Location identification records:
--
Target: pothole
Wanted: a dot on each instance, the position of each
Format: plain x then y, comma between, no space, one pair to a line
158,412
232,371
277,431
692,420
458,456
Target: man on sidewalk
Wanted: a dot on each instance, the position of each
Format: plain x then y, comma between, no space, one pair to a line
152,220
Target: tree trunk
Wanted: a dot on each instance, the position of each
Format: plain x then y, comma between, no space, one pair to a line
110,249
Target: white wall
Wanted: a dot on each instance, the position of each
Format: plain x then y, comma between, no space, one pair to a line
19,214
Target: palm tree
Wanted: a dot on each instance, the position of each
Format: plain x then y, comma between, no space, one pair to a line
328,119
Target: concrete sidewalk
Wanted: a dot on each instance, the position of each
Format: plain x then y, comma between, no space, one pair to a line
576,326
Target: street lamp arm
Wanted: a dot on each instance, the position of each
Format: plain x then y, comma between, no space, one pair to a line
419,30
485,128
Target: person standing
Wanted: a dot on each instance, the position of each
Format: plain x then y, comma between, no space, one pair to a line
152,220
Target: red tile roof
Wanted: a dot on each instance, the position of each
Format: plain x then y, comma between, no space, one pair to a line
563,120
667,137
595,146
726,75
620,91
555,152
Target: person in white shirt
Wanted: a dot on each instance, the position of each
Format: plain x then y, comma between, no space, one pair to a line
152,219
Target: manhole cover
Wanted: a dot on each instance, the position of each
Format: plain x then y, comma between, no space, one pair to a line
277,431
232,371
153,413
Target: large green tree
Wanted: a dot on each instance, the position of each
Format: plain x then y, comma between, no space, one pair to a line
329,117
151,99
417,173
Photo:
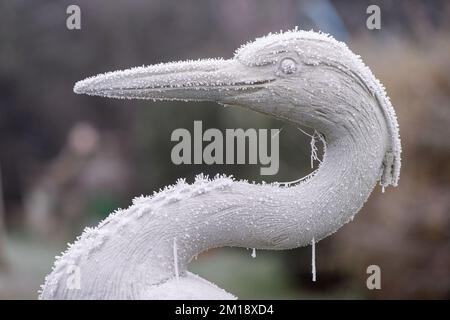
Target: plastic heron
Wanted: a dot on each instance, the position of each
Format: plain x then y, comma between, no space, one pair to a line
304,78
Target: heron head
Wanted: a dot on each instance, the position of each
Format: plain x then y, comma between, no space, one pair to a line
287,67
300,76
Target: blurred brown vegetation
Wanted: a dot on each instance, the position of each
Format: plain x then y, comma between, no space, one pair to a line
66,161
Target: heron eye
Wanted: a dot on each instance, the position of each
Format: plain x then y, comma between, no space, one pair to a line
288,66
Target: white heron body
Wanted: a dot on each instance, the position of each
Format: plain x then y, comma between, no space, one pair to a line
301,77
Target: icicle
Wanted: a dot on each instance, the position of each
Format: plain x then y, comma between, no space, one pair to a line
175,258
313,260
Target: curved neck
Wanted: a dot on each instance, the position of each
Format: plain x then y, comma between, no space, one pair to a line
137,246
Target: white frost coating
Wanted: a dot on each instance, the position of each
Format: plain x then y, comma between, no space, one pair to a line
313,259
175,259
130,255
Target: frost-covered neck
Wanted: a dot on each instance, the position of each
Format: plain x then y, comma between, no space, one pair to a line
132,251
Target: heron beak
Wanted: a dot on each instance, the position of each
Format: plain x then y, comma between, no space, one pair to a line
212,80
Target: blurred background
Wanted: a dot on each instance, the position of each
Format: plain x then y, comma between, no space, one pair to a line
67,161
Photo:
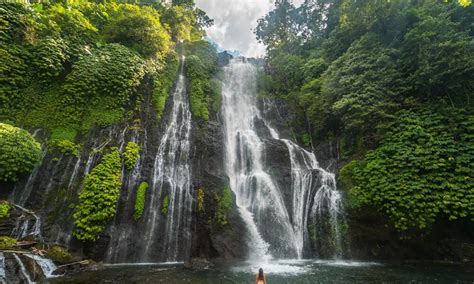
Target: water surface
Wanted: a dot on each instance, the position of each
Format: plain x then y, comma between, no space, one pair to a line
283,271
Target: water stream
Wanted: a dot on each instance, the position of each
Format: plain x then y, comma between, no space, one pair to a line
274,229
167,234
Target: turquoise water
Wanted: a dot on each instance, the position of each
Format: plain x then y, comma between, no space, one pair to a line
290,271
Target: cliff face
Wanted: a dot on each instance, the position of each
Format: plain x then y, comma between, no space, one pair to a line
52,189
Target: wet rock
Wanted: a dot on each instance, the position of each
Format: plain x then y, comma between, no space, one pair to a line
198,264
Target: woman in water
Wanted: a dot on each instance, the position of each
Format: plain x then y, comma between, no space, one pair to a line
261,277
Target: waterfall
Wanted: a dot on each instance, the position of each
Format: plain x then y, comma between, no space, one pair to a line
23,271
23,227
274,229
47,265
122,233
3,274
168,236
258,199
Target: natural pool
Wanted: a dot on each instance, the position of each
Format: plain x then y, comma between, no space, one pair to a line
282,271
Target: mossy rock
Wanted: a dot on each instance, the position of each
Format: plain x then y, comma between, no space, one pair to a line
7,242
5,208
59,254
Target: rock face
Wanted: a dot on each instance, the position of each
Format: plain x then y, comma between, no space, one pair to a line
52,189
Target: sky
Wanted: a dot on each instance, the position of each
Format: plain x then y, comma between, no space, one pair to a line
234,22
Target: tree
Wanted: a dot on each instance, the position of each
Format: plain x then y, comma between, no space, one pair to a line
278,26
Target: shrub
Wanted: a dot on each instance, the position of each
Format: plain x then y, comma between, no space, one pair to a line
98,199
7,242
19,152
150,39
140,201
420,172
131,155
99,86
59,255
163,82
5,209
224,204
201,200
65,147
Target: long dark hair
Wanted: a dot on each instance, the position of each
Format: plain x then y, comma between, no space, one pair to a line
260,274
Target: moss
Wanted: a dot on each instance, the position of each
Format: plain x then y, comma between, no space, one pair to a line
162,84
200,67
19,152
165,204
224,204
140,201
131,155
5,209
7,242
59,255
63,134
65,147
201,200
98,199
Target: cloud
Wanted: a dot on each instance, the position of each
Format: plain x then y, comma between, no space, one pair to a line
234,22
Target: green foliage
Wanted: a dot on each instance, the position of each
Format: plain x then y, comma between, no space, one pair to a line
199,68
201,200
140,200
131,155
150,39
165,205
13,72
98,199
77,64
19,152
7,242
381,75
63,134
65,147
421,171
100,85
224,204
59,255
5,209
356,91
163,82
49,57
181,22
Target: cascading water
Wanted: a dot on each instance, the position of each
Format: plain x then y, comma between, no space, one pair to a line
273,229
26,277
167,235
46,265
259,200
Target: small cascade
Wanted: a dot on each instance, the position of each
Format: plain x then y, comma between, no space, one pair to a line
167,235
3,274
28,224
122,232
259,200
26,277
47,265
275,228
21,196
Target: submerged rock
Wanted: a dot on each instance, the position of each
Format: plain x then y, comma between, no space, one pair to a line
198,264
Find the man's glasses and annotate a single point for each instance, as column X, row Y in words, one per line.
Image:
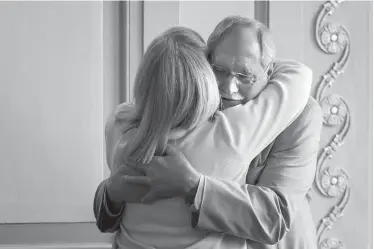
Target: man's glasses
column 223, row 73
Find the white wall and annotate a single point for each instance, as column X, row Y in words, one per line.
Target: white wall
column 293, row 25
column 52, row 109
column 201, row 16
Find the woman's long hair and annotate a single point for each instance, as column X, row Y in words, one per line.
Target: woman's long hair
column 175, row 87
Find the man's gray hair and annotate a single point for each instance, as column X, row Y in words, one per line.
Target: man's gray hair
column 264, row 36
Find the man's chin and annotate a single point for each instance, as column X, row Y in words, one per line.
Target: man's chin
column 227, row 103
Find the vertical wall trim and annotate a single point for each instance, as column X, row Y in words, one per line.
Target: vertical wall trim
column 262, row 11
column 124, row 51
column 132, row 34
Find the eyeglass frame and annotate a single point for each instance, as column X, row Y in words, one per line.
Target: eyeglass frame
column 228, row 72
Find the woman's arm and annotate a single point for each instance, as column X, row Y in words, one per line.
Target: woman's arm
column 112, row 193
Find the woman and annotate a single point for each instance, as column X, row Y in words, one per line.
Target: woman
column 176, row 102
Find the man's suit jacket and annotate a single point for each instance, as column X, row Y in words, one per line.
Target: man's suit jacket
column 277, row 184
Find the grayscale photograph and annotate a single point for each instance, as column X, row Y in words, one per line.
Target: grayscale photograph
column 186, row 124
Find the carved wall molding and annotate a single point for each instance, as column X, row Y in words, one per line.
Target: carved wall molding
--
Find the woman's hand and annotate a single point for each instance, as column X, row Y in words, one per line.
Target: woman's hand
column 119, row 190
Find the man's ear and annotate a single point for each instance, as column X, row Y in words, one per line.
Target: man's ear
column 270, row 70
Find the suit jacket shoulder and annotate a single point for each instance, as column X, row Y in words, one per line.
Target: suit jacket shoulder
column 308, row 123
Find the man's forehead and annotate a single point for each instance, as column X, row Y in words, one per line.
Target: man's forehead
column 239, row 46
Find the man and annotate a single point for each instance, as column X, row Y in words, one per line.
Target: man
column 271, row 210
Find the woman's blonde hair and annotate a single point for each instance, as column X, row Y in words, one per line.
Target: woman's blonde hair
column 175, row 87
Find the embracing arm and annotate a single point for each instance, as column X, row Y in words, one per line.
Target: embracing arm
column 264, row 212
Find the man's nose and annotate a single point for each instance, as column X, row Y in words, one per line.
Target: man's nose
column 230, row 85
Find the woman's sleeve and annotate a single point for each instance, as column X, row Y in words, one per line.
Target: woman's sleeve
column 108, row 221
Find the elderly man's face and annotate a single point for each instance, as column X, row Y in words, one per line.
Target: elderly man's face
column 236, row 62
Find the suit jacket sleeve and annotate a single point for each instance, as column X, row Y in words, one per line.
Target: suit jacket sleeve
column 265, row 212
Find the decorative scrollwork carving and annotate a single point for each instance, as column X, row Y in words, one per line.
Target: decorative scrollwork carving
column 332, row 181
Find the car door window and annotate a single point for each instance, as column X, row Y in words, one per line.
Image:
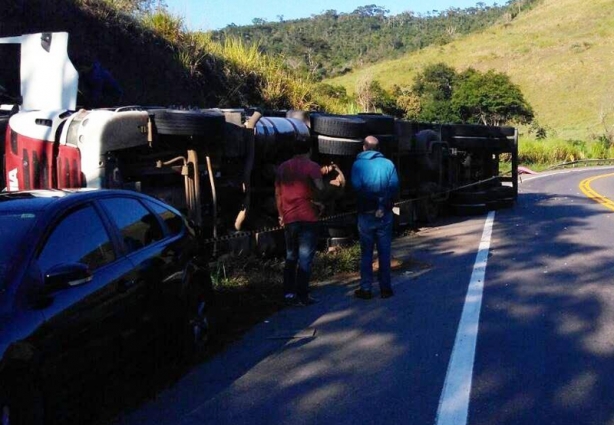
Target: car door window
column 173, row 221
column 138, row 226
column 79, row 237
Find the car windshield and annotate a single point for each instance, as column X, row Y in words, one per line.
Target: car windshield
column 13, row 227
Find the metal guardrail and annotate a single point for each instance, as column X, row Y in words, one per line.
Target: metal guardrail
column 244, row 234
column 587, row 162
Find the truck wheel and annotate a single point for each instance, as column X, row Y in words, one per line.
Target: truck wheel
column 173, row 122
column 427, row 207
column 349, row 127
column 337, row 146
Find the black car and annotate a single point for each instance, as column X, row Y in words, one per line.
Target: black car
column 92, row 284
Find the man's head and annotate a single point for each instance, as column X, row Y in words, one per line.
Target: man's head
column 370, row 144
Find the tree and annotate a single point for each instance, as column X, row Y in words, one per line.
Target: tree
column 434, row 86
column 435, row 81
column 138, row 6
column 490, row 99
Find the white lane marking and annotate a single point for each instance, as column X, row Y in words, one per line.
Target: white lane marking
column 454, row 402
--
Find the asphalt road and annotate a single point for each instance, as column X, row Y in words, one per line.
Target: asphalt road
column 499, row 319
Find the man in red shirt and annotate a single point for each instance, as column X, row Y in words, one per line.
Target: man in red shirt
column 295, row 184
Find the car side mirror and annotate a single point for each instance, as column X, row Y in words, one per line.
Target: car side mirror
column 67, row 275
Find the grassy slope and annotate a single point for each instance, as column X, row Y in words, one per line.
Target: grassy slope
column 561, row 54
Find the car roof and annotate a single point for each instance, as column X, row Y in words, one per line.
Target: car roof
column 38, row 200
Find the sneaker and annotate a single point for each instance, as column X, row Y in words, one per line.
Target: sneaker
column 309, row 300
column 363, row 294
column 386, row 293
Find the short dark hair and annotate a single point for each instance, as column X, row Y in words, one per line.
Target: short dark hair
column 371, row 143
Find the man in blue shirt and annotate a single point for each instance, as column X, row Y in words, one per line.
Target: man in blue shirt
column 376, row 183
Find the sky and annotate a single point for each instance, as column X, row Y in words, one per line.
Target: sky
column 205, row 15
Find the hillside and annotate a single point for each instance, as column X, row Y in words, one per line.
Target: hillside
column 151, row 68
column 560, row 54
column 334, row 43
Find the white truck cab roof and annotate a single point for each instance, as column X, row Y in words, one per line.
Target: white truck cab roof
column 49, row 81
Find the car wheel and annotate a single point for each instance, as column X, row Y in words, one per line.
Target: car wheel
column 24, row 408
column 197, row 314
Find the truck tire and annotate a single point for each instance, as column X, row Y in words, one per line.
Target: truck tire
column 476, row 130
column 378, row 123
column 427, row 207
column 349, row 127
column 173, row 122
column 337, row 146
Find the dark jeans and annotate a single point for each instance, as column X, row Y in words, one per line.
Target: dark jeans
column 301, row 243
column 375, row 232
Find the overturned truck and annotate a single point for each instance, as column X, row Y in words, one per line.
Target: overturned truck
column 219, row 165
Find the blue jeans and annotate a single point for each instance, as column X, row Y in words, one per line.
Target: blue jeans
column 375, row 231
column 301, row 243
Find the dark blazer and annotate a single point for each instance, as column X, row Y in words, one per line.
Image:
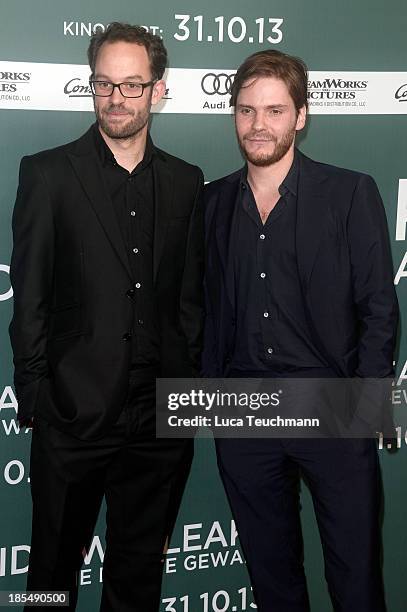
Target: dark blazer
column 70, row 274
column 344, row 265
--
Task goal:
Update the records starting at the line containing "Find the black" and ending after the line containing "column 370, row 144": swap "annotate" for "mark" and change nothing else.

Full solution:
Find the black car and mark a single point for each instance, as column X, row Y in words, one per line.
Target: black car
column 92, row 284
Find the man's head and mark a single point for each instance, as column X, row Y in words, one per line.
Target: man's head
column 370, row 144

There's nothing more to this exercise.